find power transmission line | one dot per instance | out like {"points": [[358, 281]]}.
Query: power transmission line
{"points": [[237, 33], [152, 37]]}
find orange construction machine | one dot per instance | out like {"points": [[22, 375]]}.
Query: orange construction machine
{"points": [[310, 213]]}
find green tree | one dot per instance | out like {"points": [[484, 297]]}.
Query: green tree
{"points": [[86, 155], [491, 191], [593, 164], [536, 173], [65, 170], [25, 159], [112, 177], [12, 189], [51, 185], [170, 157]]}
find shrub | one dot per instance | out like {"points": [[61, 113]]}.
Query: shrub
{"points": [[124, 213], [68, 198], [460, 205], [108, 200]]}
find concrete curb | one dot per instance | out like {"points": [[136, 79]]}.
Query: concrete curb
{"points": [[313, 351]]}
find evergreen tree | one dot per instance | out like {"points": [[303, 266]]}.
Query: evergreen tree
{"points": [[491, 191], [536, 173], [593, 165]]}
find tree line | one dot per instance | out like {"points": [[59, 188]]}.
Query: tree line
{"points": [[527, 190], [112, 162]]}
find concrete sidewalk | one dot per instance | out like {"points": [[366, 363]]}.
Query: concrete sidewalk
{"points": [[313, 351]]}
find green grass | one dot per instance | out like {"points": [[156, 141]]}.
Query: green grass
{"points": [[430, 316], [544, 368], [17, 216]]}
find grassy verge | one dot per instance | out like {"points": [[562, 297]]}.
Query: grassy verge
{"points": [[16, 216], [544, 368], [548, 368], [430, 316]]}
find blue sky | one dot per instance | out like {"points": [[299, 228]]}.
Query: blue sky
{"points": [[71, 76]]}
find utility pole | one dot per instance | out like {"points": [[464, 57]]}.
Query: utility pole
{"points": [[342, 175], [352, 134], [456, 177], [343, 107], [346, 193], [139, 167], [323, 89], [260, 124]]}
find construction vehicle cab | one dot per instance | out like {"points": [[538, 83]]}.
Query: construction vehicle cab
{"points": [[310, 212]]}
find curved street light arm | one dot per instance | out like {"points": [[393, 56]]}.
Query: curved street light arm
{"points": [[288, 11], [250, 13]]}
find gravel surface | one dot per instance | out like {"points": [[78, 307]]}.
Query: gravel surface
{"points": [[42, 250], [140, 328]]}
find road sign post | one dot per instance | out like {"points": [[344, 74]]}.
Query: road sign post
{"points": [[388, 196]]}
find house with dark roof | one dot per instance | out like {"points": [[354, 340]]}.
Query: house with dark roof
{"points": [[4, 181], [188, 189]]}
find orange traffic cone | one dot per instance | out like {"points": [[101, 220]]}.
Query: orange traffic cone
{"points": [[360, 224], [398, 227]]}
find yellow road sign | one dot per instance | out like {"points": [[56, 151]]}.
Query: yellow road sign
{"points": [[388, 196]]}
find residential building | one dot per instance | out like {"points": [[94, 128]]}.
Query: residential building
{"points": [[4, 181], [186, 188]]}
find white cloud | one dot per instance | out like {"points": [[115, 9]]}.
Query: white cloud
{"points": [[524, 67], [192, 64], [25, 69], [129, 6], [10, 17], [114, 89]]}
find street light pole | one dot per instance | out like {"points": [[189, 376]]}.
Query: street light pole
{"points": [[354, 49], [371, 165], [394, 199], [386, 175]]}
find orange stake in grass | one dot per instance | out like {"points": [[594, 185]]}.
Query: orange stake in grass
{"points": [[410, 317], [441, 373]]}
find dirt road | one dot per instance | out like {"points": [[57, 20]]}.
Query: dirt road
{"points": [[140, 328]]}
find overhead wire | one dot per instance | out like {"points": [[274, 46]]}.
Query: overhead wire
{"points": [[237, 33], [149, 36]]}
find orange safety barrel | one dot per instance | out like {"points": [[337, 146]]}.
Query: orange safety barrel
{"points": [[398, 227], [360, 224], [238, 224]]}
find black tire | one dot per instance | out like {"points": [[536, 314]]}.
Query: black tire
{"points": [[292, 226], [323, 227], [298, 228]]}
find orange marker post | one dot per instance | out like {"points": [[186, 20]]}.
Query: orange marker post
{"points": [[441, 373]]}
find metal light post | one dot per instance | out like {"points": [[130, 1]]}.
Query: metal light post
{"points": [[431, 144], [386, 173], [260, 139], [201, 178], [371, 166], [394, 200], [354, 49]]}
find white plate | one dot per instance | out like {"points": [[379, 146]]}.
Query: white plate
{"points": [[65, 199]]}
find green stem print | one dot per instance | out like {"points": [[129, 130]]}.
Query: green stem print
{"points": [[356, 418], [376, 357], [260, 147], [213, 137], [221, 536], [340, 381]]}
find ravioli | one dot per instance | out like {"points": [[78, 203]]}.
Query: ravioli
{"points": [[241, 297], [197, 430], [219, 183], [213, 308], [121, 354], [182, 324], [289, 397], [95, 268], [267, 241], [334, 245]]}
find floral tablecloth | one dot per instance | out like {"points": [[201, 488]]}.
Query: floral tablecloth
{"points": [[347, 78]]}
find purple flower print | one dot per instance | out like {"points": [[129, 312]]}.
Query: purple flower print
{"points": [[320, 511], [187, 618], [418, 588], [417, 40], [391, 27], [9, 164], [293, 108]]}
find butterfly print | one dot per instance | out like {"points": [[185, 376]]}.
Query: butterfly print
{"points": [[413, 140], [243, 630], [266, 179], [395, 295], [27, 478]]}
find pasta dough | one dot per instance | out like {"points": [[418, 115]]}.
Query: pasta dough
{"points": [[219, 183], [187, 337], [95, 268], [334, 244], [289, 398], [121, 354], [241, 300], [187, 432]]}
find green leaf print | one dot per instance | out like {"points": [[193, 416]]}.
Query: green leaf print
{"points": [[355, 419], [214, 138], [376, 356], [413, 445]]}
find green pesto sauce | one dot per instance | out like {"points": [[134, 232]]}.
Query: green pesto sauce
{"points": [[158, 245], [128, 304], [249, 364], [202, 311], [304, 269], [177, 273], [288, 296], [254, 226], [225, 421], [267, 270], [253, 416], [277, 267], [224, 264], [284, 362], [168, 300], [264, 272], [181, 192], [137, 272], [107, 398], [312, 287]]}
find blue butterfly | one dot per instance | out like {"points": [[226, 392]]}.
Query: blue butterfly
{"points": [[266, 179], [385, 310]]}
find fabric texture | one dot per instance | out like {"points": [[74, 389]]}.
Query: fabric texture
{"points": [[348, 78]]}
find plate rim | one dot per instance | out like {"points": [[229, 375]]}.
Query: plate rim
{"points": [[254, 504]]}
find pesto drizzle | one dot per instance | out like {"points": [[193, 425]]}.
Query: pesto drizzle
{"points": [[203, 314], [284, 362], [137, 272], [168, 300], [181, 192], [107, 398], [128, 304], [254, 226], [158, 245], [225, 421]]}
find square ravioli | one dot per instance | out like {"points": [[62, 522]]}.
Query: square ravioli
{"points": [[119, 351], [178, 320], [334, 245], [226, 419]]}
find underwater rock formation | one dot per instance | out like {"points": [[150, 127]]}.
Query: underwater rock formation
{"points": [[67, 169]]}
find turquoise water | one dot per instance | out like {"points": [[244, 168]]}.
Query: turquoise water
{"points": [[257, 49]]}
------------------------
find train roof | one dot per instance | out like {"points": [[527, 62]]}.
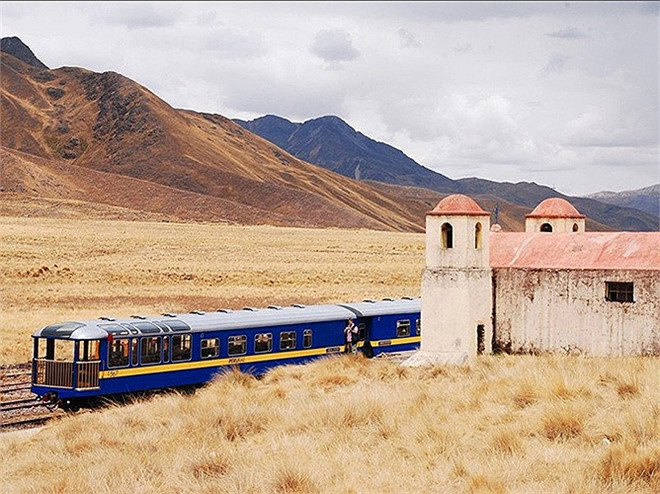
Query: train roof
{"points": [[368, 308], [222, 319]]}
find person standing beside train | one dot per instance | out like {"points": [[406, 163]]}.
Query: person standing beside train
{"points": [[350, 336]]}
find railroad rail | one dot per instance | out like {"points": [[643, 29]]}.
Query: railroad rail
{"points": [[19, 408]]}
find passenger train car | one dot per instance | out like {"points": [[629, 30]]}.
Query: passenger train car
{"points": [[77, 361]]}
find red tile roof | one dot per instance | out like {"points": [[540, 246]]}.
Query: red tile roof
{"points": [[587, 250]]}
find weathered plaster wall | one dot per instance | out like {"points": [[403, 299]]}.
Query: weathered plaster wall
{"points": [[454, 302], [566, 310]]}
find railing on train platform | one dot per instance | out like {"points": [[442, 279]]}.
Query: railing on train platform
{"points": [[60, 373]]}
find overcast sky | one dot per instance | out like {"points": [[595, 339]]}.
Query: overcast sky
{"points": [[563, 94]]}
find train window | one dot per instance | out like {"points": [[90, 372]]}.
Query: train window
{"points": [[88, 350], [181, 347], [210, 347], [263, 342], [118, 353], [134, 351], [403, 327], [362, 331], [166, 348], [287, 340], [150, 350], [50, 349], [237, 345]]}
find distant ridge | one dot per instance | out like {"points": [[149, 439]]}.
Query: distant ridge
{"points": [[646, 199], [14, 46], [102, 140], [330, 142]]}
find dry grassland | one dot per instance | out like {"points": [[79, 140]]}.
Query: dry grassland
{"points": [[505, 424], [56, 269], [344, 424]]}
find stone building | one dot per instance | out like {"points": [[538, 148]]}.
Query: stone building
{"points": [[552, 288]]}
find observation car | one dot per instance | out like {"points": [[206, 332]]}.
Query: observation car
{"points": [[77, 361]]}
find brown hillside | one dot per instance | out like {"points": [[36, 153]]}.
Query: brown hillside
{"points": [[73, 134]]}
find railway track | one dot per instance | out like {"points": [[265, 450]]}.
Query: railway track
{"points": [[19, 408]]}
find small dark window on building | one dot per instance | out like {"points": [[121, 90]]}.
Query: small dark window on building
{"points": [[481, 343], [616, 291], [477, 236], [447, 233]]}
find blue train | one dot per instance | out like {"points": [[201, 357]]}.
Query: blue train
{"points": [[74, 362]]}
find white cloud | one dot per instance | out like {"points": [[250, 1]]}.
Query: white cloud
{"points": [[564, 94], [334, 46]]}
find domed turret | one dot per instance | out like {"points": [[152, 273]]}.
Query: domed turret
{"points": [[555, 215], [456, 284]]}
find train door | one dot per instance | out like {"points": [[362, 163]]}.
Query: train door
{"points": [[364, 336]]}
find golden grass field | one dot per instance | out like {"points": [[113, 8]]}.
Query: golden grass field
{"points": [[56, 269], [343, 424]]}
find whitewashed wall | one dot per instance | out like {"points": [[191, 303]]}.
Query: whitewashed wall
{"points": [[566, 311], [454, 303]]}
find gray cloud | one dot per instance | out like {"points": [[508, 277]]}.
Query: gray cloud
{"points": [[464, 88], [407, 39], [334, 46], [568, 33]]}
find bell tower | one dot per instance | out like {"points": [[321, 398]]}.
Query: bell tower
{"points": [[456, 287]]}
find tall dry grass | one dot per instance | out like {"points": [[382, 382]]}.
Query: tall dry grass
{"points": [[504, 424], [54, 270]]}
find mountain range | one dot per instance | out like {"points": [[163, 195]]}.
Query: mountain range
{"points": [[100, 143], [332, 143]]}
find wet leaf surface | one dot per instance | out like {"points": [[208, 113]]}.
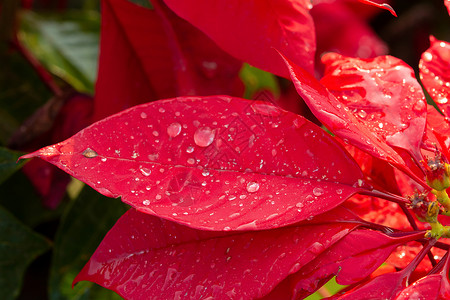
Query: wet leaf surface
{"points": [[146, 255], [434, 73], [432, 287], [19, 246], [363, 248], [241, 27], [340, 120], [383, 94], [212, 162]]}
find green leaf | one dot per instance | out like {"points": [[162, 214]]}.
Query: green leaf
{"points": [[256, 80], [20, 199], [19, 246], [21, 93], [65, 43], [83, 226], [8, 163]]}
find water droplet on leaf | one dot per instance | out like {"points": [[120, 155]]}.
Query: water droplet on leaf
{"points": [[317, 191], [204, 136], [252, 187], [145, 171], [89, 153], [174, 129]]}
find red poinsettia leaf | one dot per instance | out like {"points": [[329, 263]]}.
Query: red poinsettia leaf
------------------------
Gather each line from the entries above that includes the word "poinsettia".

■ REPLY TO THE EXERCISE ■
find red poinsettia leaf | one dot per instance | out like {"points": [[329, 263]]}.
Query: red poinsettia leaf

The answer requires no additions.